_THE PROBLEM_. Look over the listing below and work out how many lines have the word "wooden". Write only that number.

GIVEN DATA: Begin

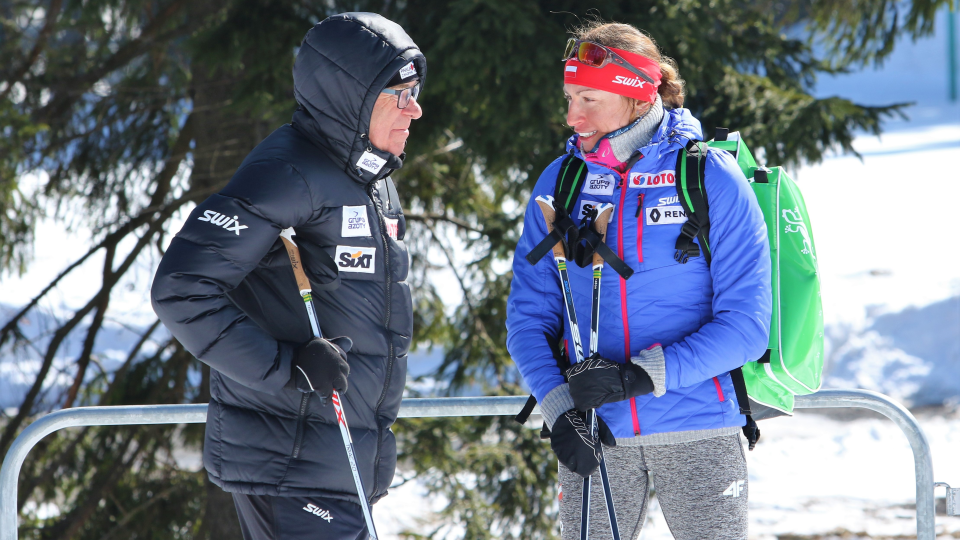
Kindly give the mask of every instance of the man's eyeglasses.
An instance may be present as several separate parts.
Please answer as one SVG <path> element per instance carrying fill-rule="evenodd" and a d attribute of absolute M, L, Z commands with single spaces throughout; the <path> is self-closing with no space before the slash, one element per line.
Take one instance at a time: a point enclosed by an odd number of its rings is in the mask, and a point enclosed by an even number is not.
<path fill-rule="evenodd" d="M 567 49 L 563 53 L 562 60 L 566 62 L 571 58 L 576 58 L 578 62 L 585 66 L 602 68 L 613 62 L 614 64 L 634 73 L 641 79 L 650 84 L 655 84 L 649 75 L 640 71 L 635 66 L 624 60 L 619 54 L 611 51 L 607 47 L 594 43 L 592 41 L 582 41 L 576 38 L 570 38 L 567 41 Z"/>
<path fill-rule="evenodd" d="M 407 105 L 410 104 L 411 99 L 416 99 L 420 95 L 420 81 L 417 81 L 417 84 L 411 86 L 410 88 L 384 88 L 382 91 L 384 94 L 393 94 L 397 96 L 397 108 L 406 109 Z"/>

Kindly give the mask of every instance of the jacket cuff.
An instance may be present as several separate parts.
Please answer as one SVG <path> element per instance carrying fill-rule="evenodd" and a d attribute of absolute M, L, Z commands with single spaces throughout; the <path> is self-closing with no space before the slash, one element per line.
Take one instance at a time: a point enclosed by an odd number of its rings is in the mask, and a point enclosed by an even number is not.
<path fill-rule="evenodd" d="M 574 408 L 573 396 L 570 395 L 570 385 L 567 383 L 548 392 L 540 402 L 540 414 L 543 415 L 544 422 L 551 430 L 557 418 L 572 408 Z"/>
<path fill-rule="evenodd" d="M 667 365 L 663 358 L 663 348 L 659 345 L 640 351 L 630 359 L 643 368 L 653 381 L 653 395 L 660 397 L 667 393 Z"/>

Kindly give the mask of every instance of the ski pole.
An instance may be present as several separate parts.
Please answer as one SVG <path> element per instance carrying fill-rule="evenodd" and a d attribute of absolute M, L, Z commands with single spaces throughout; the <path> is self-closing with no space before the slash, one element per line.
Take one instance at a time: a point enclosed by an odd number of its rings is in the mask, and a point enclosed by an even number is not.
<path fill-rule="evenodd" d="M 293 268 L 293 275 L 297 278 L 297 287 L 300 289 L 300 296 L 307 308 L 307 317 L 310 319 L 310 328 L 313 330 L 314 337 L 322 338 L 320 325 L 317 324 L 317 312 L 313 307 L 313 293 L 310 289 L 310 280 L 303 271 L 303 264 L 300 259 L 300 249 L 293 241 L 293 228 L 284 229 L 280 233 L 284 247 L 287 248 L 287 255 L 290 256 L 290 266 Z M 366 492 L 363 490 L 363 481 L 360 480 L 360 469 L 357 467 L 357 456 L 353 451 L 353 437 L 350 436 L 350 428 L 347 427 L 347 419 L 343 416 L 343 403 L 340 401 L 340 393 L 333 390 L 330 396 L 330 402 L 333 403 L 333 410 L 337 413 L 337 425 L 340 426 L 340 435 L 343 437 L 343 446 L 347 450 L 347 461 L 350 462 L 350 471 L 353 473 L 353 482 L 357 485 L 357 495 L 360 499 L 360 508 L 363 509 L 363 519 L 367 522 L 367 531 L 370 533 L 371 540 L 377 539 L 377 529 L 373 525 L 373 516 L 370 514 L 370 504 L 367 502 Z"/>
<path fill-rule="evenodd" d="M 553 232 L 553 222 L 556 218 L 556 211 L 553 208 L 553 197 L 549 195 L 541 195 L 537 197 L 537 205 L 540 206 L 540 211 L 543 212 L 543 219 L 547 225 L 547 234 L 550 234 Z M 596 219 L 599 220 L 601 215 L 604 216 L 603 229 L 600 230 L 598 221 L 597 232 L 604 237 L 606 237 L 607 222 L 609 221 L 612 212 L 612 204 L 601 204 L 597 207 Z M 580 327 L 577 323 L 576 308 L 573 305 L 573 293 L 570 290 L 570 275 L 567 272 L 567 258 L 563 252 L 563 246 L 560 244 L 560 242 L 557 242 L 557 244 L 553 246 L 553 259 L 556 261 L 557 271 L 560 273 L 560 284 L 563 289 L 563 301 L 567 313 L 567 324 L 570 326 L 570 334 L 573 337 L 573 348 L 576 353 L 576 360 L 579 363 L 583 361 L 583 345 L 580 342 Z M 598 259 L 599 268 L 602 268 L 603 259 L 594 254 L 593 303 L 591 305 L 593 316 L 590 323 L 590 348 L 592 352 L 596 352 L 599 328 L 600 269 L 598 268 Z M 596 411 L 591 409 L 587 414 L 589 421 L 588 429 L 591 430 L 591 434 L 594 436 L 594 438 L 599 439 L 597 437 L 599 426 L 596 422 Z M 620 540 L 620 529 L 617 525 L 617 516 L 613 507 L 613 493 L 610 490 L 610 478 L 607 476 L 607 467 L 603 461 L 602 446 L 600 446 L 599 452 L 600 480 L 603 484 L 603 496 L 607 503 L 607 518 L 610 520 L 610 531 L 613 533 L 614 540 Z M 590 476 L 583 479 L 583 496 L 580 505 L 580 540 L 587 540 L 590 531 L 590 479 Z"/>

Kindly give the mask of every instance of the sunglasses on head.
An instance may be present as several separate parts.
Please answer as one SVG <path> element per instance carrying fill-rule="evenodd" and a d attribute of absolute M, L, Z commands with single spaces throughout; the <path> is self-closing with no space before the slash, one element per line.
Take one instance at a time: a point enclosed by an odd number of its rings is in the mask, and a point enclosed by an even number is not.
<path fill-rule="evenodd" d="M 407 105 L 410 104 L 411 99 L 416 99 L 420 95 L 420 81 L 417 81 L 417 84 L 411 86 L 410 88 L 384 88 L 381 90 L 383 94 L 393 94 L 397 96 L 397 108 L 406 109 Z"/>
<path fill-rule="evenodd" d="M 630 71 L 650 84 L 656 84 L 649 75 L 640 71 L 636 67 L 624 60 L 619 54 L 611 51 L 609 48 L 581 39 L 570 38 L 567 40 L 567 49 L 563 53 L 562 60 L 566 62 L 571 58 L 576 58 L 577 62 L 589 67 L 602 68 L 613 62 L 614 64 Z"/>

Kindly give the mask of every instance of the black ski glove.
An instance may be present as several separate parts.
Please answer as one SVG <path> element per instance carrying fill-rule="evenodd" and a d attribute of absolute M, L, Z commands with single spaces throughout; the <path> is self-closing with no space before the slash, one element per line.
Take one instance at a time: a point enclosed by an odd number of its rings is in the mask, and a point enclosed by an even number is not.
<path fill-rule="evenodd" d="M 600 466 L 600 443 L 606 446 L 616 446 L 610 428 L 597 417 L 599 423 L 600 441 L 593 438 L 587 431 L 586 415 L 570 409 L 557 418 L 550 430 L 550 448 L 557 454 L 560 463 L 586 478 Z"/>
<path fill-rule="evenodd" d="M 348 337 L 313 338 L 297 347 L 291 369 L 297 390 L 316 392 L 322 399 L 329 398 L 334 390 L 346 392 L 350 374 L 347 351 L 351 347 L 353 341 Z"/>
<path fill-rule="evenodd" d="M 633 362 L 612 362 L 601 356 L 577 362 L 567 370 L 573 404 L 581 411 L 653 392 L 653 381 Z"/>

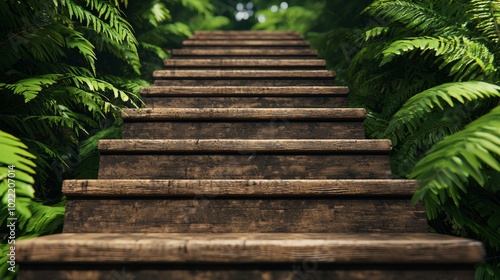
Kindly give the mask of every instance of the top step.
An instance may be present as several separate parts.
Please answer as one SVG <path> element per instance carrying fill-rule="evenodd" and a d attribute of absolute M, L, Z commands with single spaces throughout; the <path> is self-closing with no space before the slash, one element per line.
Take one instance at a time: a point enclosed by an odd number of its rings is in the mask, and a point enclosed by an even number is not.
<path fill-rule="evenodd" d="M 191 40 L 301 40 L 302 36 L 294 31 L 197 31 Z"/>
<path fill-rule="evenodd" d="M 274 36 L 281 35 L 295 35 L 300 36 L 300 33 L 297 31 L 265 31 L 265 30 L 200 30 L 194 32 L 194 35 L 266 35 L 272 34 Z"/>

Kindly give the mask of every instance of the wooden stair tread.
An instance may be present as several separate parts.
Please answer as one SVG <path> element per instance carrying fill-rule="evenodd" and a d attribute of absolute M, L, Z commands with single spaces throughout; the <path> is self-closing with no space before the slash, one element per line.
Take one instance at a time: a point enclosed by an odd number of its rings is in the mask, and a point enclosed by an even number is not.
<path fill-rule="evenodd" d="M 268 40 L 268 41 L 281 41 L 281 40 L 303 40 L 302 36 L 299 35 L 276 35 L 276 34 L 260 34 L 260 35 L 207 35 L 207 34 L 199 34 L 199 35 L 191 35 L 188 38 L 189 40 Z"/>
<path fill-rule="evenodd" d="M 365 109 L 357 108 L 145 108 L 125 109 L 129 120 L 364 120 Z"/>
<path fill-rule="evenodd" d="M 212 78 L 212 79 L 260 79 L 260 78 L 335 78 L 335 72 L 328 70 L 157 70 L 156 79 Z"/>
<path fill-rule="evenodd" d="M 309 49 L 175 49 L 172 54 L 186 56 L 311 56 L 316 57 L 318 51 Z"/>
<path fill-rule="evenodd" d="M 268 31 L 268 30 L 198 30 L 194 32 L 195 35 L 262 35 L 262 34 L 272 34 L 274 36 L 278 35 L 297 35 L 300 33 L 297 31 Z"/>
<path fill-rule="evenodd" d="M 65 180 L 66 196 L 412 196 L 413 180 Z"/>
<path fill-rule="evenodd" d="M 151 86 L 141 88 L 143 96 L 347 96 L 343 86 Z"/>
<path fill-rule="evenodd" d="M 63 233 L 16 242 L 22 262 L 476 263 L 480 242 L 436 234 Z"/>
<path fill-rule="evenodd" d="M 99 140 L 101 153 L 147 152 L 269 152 L 269 153 L 338 153 L 391 151 L 390 140 L 247 140 L 247 139 L 113 139 Z"/>
<path fill-rule="evenodd" d="M 326 67 L 322 59 L 167 59 L 164 62 L 167 67 Z"/>
<path fill-rule="evenodd" d="M 191 47 L 211 47 L 211 46 L 265 46 L 265 47 L 283 47 L 283 46 L 298 46 L 298 47 L 309 47 L 309 43 L 304 40 L 280 40 L 280 41 L 269 41 L 269 40 L 186 40 L 183 42 L 183 46 Z"/>

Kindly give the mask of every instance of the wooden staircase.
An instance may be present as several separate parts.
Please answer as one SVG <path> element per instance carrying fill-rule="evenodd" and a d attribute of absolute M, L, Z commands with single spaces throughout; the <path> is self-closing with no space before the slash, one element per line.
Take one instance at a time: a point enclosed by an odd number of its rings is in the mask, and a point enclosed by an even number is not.
<path fill-rule="evenodd" d="M 197 32 L 146 107 L 64 183 L 64 233 L 19 279 L 473 279 L 479 242 L 429 234 L 389 140 L 295 32 Z"/>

GIVEN DATA: End

_ANSWER SECTION_. 2